Beginning with the first line below, please restate each line exactly, down to and including the line containing "Phrase: chair seat".

[Stored items from a collection]
☆ ☆ ☆ ☆

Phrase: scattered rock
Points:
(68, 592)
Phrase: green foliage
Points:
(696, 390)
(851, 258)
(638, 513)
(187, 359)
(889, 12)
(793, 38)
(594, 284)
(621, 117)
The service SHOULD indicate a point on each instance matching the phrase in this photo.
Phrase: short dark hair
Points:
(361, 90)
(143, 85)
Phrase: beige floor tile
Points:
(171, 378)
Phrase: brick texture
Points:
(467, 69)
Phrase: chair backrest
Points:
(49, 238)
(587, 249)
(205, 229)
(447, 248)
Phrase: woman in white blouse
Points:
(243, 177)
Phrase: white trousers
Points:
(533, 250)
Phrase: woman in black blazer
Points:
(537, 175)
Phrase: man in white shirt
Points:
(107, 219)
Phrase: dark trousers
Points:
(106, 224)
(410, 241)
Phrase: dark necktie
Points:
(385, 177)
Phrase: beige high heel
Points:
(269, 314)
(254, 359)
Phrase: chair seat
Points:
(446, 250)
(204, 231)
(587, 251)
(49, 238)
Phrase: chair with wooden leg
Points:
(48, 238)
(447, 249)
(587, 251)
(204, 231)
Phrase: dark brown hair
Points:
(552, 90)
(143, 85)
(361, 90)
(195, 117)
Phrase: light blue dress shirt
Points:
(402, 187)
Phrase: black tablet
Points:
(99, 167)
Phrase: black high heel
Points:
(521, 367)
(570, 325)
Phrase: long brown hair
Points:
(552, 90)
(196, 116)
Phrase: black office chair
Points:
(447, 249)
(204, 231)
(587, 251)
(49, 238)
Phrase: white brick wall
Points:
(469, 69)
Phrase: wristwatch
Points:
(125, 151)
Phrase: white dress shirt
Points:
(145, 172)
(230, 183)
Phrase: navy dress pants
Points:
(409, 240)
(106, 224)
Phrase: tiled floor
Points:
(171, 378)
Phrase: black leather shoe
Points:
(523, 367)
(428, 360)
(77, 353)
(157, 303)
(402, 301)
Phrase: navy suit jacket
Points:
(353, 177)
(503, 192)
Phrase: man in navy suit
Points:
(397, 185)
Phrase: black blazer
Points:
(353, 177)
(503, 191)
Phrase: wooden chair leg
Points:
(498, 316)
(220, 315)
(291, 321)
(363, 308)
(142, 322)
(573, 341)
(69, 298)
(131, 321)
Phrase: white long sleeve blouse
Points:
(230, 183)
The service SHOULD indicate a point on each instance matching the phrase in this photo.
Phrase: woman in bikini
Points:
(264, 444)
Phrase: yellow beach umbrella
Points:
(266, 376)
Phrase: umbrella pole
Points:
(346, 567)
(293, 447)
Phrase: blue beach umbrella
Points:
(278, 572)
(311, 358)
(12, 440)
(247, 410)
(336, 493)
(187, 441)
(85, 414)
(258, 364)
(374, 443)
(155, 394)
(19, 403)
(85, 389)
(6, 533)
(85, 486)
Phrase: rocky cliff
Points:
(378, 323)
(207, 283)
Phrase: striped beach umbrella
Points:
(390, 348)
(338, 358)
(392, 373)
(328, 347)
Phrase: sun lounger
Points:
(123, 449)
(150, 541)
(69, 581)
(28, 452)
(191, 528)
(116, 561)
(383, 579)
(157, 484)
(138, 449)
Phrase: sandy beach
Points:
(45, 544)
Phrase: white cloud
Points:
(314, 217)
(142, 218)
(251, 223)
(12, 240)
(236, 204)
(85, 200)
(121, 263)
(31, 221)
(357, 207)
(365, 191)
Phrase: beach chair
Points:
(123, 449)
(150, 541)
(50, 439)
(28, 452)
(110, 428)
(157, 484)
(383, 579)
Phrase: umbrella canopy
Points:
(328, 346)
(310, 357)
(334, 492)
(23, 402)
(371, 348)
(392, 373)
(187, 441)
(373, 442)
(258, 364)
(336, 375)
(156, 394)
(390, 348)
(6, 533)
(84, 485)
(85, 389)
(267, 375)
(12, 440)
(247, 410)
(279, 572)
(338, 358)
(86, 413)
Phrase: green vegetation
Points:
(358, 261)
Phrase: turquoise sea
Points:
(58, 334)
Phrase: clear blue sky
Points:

☆ ☆ ☆ ☆

▸ **RESULT OF THIS TASK**:
Phrase: scattered rock
Points:
(68, 592)
Phrase: green foliage
Points:
(696, 390)
(851, 258)
(638, 513)
(187, 359)
(889, 12)
(793, 38)
(594, 284)
(621, 117)
The service SHOULD indicate a point on each instance matching the phrase in this photo.
Phrase: short dark hair
Points:
(361, 90)
(143, 85)
Phrase: beige floor tile
Points:
(171, 378)
Phrase: brick texture
Points:
(467, 69)
Phrase: chair backrest
Points:
(49, 238)
(587, 249)
(205, 229)
(447, 248)
Phrase: woman in white blouse
Points:
(243, 177)
Phrase: white trousers
Points:
(533, 250)
Phrase: woman in black blazer
Points:
(537, 175)
Phrase: man in white shirt
Points:
(107, 219)
Phrase: dark trousers
Points:
(106, 224)
(410, 241)
Phrase: dark necktie
Points:
(385, 177)
Phrase: beige high heel
Points:
(269, 314)
(254, 359)
Phrase: chair seat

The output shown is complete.